TASK DESCRIPTION: Repeat the data below word for word, but leave out the pictures.

----

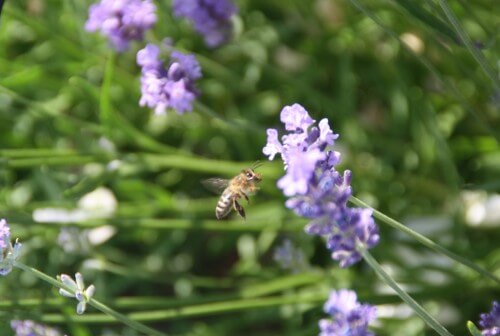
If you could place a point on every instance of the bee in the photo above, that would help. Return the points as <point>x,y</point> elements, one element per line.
<point>232,190</point>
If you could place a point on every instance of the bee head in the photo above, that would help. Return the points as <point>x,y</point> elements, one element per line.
<point>250,175</point>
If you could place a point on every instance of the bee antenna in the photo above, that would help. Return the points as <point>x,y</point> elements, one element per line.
<point>257,164</point>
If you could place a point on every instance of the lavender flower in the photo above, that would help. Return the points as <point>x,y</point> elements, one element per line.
<point>316,190</point>
<point>491,322</point>
<point>30,328</point>
<point>171,87</point>
<point>78,291</point>
<point>349,317</point>
<point>121,20</point>
<point>211,18</point>
<point>8,253</point>
<point>289,257</point>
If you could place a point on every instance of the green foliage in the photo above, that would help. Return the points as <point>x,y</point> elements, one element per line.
<point>416,104</point>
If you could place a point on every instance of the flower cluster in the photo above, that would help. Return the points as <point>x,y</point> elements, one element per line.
<point>171,87</point>
<point>491,322</point>
<point>8,253</point>
<point>30,328</point>
<point>211,18</point>
<point>316,190</point>
<point>79,292</point>
<point>349,317</point>
<point>121,20</point>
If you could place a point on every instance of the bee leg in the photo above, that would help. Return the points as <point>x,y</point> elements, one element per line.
<point>246,197</point>
<point>239,208</point>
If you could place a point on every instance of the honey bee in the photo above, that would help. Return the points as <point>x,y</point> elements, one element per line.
<point>232,190</point>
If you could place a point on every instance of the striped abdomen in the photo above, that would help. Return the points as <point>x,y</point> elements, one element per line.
<point>224,205</point>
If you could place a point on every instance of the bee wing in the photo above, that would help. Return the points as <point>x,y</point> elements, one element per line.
<point>215,184</point>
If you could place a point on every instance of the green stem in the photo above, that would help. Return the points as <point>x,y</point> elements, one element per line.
<point>69,160</point>
<point>476,53</point>
<point>458,96</point>
<point>431,321</point>
<point>425,241</point>
<point>196,310</point>
<point>96,304</point>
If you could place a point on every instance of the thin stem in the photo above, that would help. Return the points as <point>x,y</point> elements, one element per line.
<point>431,321</point>
<point>197,310</point>
<point>96,304</point>
<point>431,68</point>
<point>476,53</point>
<point>425,241</point>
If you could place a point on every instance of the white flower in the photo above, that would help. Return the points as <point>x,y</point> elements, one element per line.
<point>78,291</point>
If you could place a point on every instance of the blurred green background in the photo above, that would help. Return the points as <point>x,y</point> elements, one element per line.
<point>418,120</point>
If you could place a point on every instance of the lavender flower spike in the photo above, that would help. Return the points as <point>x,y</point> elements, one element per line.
<point>78,291</point>
<point>8,253</point>
<point>30,328</point>
<point>348,316</point>
<point>211,18</point>
<point>121,20</point>
<point>171,87</point>
<point>316,190</point>
<point>491,322</point>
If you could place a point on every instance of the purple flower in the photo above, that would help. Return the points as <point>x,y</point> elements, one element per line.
<point>4,235</point>
<point>30,328</point>
<point>491,322</point>
<point>349,317</point>
<point>8,253</point>
<point>121,20</point>
<point>171,87</point>
<point>316,190</point>
<point>211,18</point>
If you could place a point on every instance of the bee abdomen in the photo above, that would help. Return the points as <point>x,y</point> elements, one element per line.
<point>223,206</point>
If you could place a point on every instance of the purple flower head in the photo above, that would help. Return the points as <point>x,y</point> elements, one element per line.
<point>30,328</point>
<point>349,317</point>
<point>316,189</point>
<point>490,322</point>
<point>210,18</point>
<point>121,20</point>
<point>8,253</point>
<point>357,227</point>
<point>4,235</point>
<point>172,87</point>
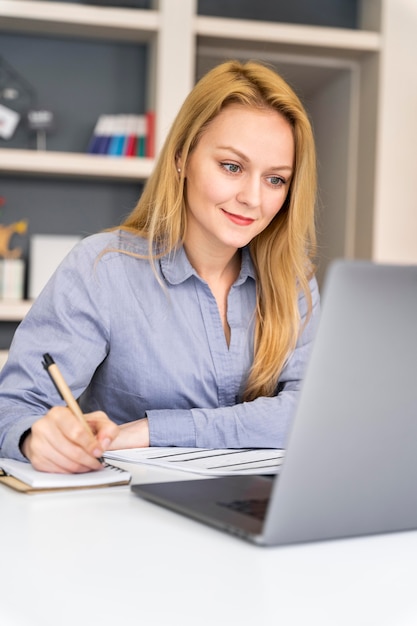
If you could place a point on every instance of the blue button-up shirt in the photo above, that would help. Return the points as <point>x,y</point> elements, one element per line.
<point>131,342</point>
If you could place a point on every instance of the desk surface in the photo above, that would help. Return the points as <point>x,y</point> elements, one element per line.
<point>105,557</point>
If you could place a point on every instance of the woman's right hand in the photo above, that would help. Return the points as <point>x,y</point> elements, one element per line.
<point>59,442</point>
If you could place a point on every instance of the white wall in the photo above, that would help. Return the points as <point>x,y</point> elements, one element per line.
<point>395,223</point>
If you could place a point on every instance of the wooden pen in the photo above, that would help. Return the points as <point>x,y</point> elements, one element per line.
<point>63,389</point>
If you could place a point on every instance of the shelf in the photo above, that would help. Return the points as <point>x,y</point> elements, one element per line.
<point>14,310</point>
<point>267,36</point>
<point>70,19</point>
<point>33,163</point>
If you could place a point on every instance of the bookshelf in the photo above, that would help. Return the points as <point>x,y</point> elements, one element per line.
<point>342,74</point>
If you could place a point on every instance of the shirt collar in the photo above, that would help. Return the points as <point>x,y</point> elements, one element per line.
<point>176,268</point>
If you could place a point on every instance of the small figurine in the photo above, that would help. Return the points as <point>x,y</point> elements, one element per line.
<point>6,233</point>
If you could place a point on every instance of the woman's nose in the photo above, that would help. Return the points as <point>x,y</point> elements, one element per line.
<point>250,192</point>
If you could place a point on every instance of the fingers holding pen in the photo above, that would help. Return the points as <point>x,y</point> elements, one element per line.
<point>59,442</point>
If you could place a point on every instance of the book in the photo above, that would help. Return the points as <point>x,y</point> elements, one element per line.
<point>150,135</point>
<point>23,477</point>
<point>207,461</point>
<point>100,139</point>
<point>124,135</point>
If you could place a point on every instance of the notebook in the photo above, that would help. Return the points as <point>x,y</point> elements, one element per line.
<point>351,460</point>
<point>23,477</point>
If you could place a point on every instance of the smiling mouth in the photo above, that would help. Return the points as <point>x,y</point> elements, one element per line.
<point>240,220</point>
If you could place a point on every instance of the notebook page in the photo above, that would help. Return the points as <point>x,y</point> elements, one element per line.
<point>43,480</point>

----

THE REPLY:
If you could place a point on every instance of the bee in the photo above, that would help. Return the points as <point>x,y</point> elements, one element per line.
<point>232,190</point>
If you could place a point on every instance of the bee head in the photo above, that would help. Return the points as <point>x,y</point> elements, one element per line.
<point>250,175</point>
If you could place a point on every instance of the bee antenna in the photo above, that would help. Return the points as <point>x,y</point> elements, one element per line.
<point>257,164</point>
If you could place a point on every instance of the lavender flower in the photo above, that would help. Return the points as <point>x,y</point> elements, one element per line.
<point>316,190</point>
<point>491,322</point>
<point>30,328</point>
<point>171,87</point>
<point>78,291</point>
<point>349,317</point>
<point>121,20</point>
<point>211,18</point>
<point>8,253</point>
<point>289,257</point>
If you could place a point on every instance of the green foliage in the photo above, that would help. Return the points as <point>x,y</point> elements, one element per line.
<point>416,104</point>
If you could place a point on every instance of the flower cluster in the photo above, that would help. Return the points as <point>x,y</point> elements, one element per line.
<point>171,87</point>
<point>491,322</point>
<point>8,253</point>
<point>30,328</point>
<point>211,18</point>
<point>316,190</point>
<point>79,292</point>
<point>349,317</point>
<point>121,20</point>
If you could place a point on every instance of the bee leg in the photo above, that would help. Return the points as <point>x,y</point> elements, one element per line.
<point>246,197</point>
<point>239,208</point>
If you could place a point on every instance of the honey bee in the photo above, that would help. Return the points as <point>x,y</point> elements, one element per line.
<point>232,190</point>
If you could place a point on every instance of the striped abdomen in the photo above, that would help. Return the points as <point>x,y</point> elements, one element per line.
<point>224,205</point>
If you could place a point on every instance of the bee wing in the photo above, that would help. Return the points as <point>x,y</point> elements, one element per line.
<point>215,184</point>
If you could place a point on every instance of the green stem in the photo above, that would help. Return the points as <point>x,y</point> elements, one element per line.
<point>69,160</point>
<point>476,53</point>
<point>458,96</point>
<point>431,321</point>
<point>425,241</point>
<point>196,310</point>
<point>96,304</point>
If you could place a point on every instance of the thin stem in the photo above, that would help. Return the points as <point>x,y</point> elements, one element per line.
<point>431,321</point>
<point>197,310</point>
<point>96,304</point>
<point>431,68</point>
<point>476,53</point>
<point>425,241</point>
If you could place a point on every instance of the white flower in the photo above, that would help. Return the points as <point>x,y</point> elements, one element per line.
<point>78,291</point>
If you could place a point on every instance of the blurred green background in the photo above, that would help. Return the points as <point>x,y</point> elements, one element per line.
<point>418,120</point>
If you could place a point on every instance of the lavender flower spike in the photo above, that would help. Return the points as <point>x,y</point> elements, one element per line.
<point>78,291</point>
<point>8,253</point>
<point>30,328</point>
<point>348,316</point>
<point>211,18</point>
<point>121,20</point>
<point>171,87</point>
<point>316,190</point>
<point>491,322</point>
If you could place a point on every instance of the purple flower in the photo above, that would help. Return the points as <point>x,y</point> elements, one element per line.
<point>4,235</point>
<point>30,328</point>
<point>491,322</point>
<point>349,317</point>
<point>8,253</point>
<point>121,20</point>
<point>171,87</point>
<point>316,190</point>
<point>211,18</point>
If you could place a point on every instance of the bee abdomen in the photo above, that would help. Return the points as <point>x,y</point> elements, one element per line.
<point>223,206</point>
If you could place a point on every instance of the purple flower head in the photo above, that would help. Return the points as <point>x,y</point> elements, one element per line.
<point>30,328</point>
<point>349,317</point>
<point>316,189</point>
<point>490,322</point>
<point>210,18</point>
<point>121,20</point>
<point>8,253</point>
<point>357,227</point>
<point>4,235</point>
<point>172,87</point>
If you could place a point on every instance of the blue button-up shirt in the photo above, that would help. Return the points as <point>x,y</point> elements, one element per line.
<point>131,342</point>
If you could place a point on every instance of the desk surface in the photo above, that would help. Return the points as <point>x,y</point> elements, one element per line.
<point>105,557</point>
If you could place a point on every instance of the woman's right hand in the photo above, that would help. Return the points as <point>x,y</point> elements, one element per line.
<point>59,442</point>
If you could place a point on every instance of the white wall in the photo above, that would help. Return the points as <point>x,y</point> elements, one element per line.
<point>395,223</point>
If you could place a point on every instance of the wooden pen in the photo above, that would help. Return the points as <point>x,y</point> elements, one element per line.
<point>63,389</point>
If you could place a point on every instance of the shelf in the photo above, that would help. Return the points as <point>x,y</point> elements, one element per line.
<point>14,310</point>
<point>267,36</point>
<point>70,19</point>
<point>33,163</point>
If you could place a point on every instance of the bookshelf in the photo above, that would help. Return the points as <point>x,y</point> elements, one element per line.
<point>342,74</point>
If you could place a point on every instance of the shirt collar in the photo above, that would help. Return the points as <point>x,y</point> elements, one element per line.
<point>176,268</point>
If you could place a point on every instance of the small figurine in the photo above, that would help. Return the points as <point>x,y</point> elements, one element per line.
<point>6,233</point>
If you could place a point on every instance of the woman's nose in the photo above, that would help. Return the points as <point>x,y</point> elements, one element per line.
<point>250,192</point>
If you could place a point on every instance of the fingers holding pen in the photo above, that would help. Return the points as <point>x,y</point> elements, one element per line.
<point>59,442</point>
If you could place a point on every instance of the book in the photo above, that would help. Return the points as <point>x,y</point> elements, one element per line.
<point>150,135</point>
<point>23,477</point>
<point>207,461</point>
<point>100,139</point>
<point>124,135</point>
If you could place a point on every instance of the notebook in the photo above, that would help. Return the points as <point>x,y</point> elements, one element per line.
<point>351,460</point>
<point>23,477</point>
If you could place a point on every instance of the smiling mouth in the photo above, that would help. Return the points as <point>x,y</point> elements, one element per line.
<point>240,220</point>
If you could place a point on every instance of the notebook page in the photo above, that would help. Return the points as <point>x,y</point> elements, one element per line.
<point>43,480</point>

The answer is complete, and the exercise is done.